Start of GIVEN DATA

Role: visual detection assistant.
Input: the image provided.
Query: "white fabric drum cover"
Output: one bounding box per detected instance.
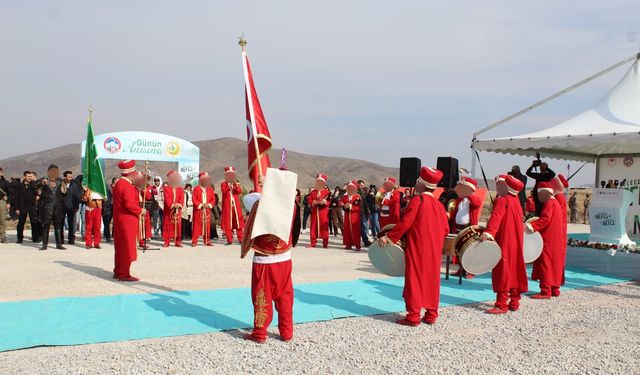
[368,242,405,277]
[459,242,502,275]
[523,231,543,263]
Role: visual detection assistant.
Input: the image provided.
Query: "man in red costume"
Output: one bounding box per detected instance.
[221,166,245,245]
[553,174,569,285]
[133,172,152,249]
[242,167,298,344]
[379,166,449,326]
[526,181,565,299]
[481,174,528,314]
[112,160,142,282]
[307,174,331,248]
[192,171,215,247]
[82,187,104,249]
[379,177,401,229]
[162,170,184,248]
[340,180,361,251]
[450,176,482,278]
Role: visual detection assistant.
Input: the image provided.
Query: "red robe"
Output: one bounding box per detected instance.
[192,185,215,245]
[112,177,142,278]
[307,187,331,247]
[221,182,245,243]
[387,192,449,324]
[162,185,184,245]
[484,194,528,295]
[525,196,536,214]
[555,193,568,283]
[340,194,361,249]
[379,189,401,229]
[530,197,565,294]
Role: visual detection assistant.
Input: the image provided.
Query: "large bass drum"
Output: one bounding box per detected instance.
[453,225,502,275]
[369,224,405,277]
[523,217,543,263]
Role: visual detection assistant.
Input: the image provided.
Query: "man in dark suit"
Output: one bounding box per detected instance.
[61,171,80,244]
[102,177,117,242]
[16,171,40,243]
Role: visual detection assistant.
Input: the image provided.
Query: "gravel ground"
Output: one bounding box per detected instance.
[1,282,638,375]
[0,230,384,302]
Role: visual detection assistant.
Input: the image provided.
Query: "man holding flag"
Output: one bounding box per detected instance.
[82,108,108,250]
[240,37,272,192]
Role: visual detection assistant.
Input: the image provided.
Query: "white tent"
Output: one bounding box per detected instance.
[473,56,640,163]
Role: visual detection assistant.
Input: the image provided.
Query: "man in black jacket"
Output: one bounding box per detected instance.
[526,161,555,216]
[102,177,117,242]
[16,171,41,243]
[0,168,10,243]
[357,180,372,247]
[60,171,81,244]
[37,165,67,250]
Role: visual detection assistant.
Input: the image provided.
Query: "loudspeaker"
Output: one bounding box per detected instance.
[437,156,459,188]
[399,157,421,187]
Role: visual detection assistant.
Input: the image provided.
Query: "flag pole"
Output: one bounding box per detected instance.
[239,37,264,185]
[85,106,94,189]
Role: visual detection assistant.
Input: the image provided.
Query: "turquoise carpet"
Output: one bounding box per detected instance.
[0,267,628,352]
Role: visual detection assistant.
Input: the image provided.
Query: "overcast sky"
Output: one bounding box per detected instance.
[2,1,639,185]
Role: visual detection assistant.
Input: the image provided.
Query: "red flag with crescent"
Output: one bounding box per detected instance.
[242,45,272,192]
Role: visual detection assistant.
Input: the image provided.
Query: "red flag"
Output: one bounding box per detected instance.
[242,46,272,192]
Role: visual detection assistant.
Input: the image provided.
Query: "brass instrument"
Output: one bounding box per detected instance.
[446,199,457,218]
[375,191,385,206]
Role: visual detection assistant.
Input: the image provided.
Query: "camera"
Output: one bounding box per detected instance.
[532,152,542,167]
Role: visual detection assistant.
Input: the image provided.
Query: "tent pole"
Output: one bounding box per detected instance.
[595,156,601,188]
[470,142,477,177]
[473,52,640,140]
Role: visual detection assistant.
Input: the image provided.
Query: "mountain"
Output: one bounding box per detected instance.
[0,137,398,189]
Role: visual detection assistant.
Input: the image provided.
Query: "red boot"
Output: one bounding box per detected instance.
[243,333,266,344]
[395,318,420,327]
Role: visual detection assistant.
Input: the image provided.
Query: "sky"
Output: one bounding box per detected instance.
[1,1,639,186]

End of GIVEN DATA

The records above are to be duplicated exactly, pictures left out.

Role: visual detection assistant.
Input: the image provided.
Query: "white fabric drum cover"
Output: one bounding box per detected instance.
[368,242,405,277]
[459,242,502,275]
[523,231,543,263]
Role: visual detection assistant.
Input: the image provided.
Query: "man in red costume"
Output: one bounding box per detected instance.
[221,166,245,245]
[553,174,569,285]
[133,172,152,249]
[242,167,298,344]
[379,166,449,326]
[526,181,565,299]
[481,174,528,314]
[112,160,142,282]
[307,174,331,248]
[192,171,215,247]
[82,187,104,249]
[379,177,401,229]
[162,170,184,248]
[340,180,361,251]
[450,176,482,278]
Role: visual detection assistant.
Input: the image provided.
Query: "red robe"
Output: one bounding box per detected instance.
[192,185,215,245]
[112,177,142,278]
[307,187,331,247]
[221,182,245,243]
[387,192,449,324]
[162,185,184,245]
[484,194,528,295]
[525,196,536,214]
[555,193,568,283]
[340,194,361,249]
[379,189,401,229]
[530,197,565,294]
Role: visual detection assistant.
Input: the image provided.
Query: "large bass drum"
Output: one bounding box per detected instance.
[453,225,502,275]
[369,224,405,277]
[523,217,543,263]
Role: visual detection assistant.
Input: the image provided.
Query: "man in dark suit"
Output: one bounding box per detected instance.
[61,171,80,244]
[102,177,117,242]
[16,171,40,243]
Role: visual detection assistant.
Input: the image provided.
Query: "gravel ground"
Output: one bounding box per detected instance.
[1,282,638,375]
[0,230,384,302]
Role: visual detection assistant.
Input: the image provided.
Query: "man holding flag"
Output: one bounding box per detected instance.
[82,108,108,250]
[240,37,272,192]
Role: visual detection assistant.
Input: the image provided.
Query: "white tent"
Output: one bounding box per detected instance.
[473,56,640,163]
Role: visual detection assistant.
Input: the image provided.
Query: "man in black jacket"
Output: one bounding box per detected instance.
[526,161,555,216]
[102,177,117,242]
[16,171,41,243]
[0,168,10,243]
[357,180,372,247]
[60,171,81,244]
[37,165,67,250]
Role: visual detection assistant.
Input: the image provided.
Query: "loudspeaker"
Output: one bounding box per detected instance.
[437,156,459,188]
[399,157,421,187]
Role: visual detection assistant.
Input: the image provided.
Query: "flag pole"
Output: one bounding box per detected instance.
[239,37,264,185]
[85,106,94,189]
Role: visual detection assistant.
Input: the image provided.
Query: "turquoise carpet"
Output: one bounding box per detected instance.
[0,267,628,352]
Role: visual detection assistant.
Input: the image provided.
Query: "overcast sky"
Output: one bounding box per detected instance.
[2,1,639,185]
Role: visual detection assistant.
Input: the image provided.
Query: "red flag with crescent"
Output: one bounding box per detected instance.
[242,45,272,192]
Role: visual detection assistant.
Input: the image provided.
Query: "red flag"
Output: one bounding box per detected instance.
[242,46,272,192]
Role: visual detection assistant.
Input: the image provided.
Query: "brass instrument"
Output: one bounding box per detected instance.
[446,199,457,218]
[375,191,385,206]
Role: visual detection assistant.
Input: the image provided.
Query: "camera"
Output: one bounding box per detected instance.
[532,152,542,167]
Role: visual detection assistant.
Input: the image provided.
Query: "tent pole"
Output: one bounding box per detected instance.
[595,156,601,188]
[470,142,477,177]
[473,52,640,140]
Role: visual detection assistant.
Input: the image provided.
Query: "mountain"
Output: one bounding box per detected instance.
[0,137,398,189]
Role: visual detection assistant.
Input: the image provided.
Query: "red boot"
Output: one bounding box per detected instance.
[243,333,266,344]
[395,318,420,327]
Role: visual detection assistant.
Input: the image provided.
Query: "sky"
Output: one bounding box per detected instance.
[1,1,639,186]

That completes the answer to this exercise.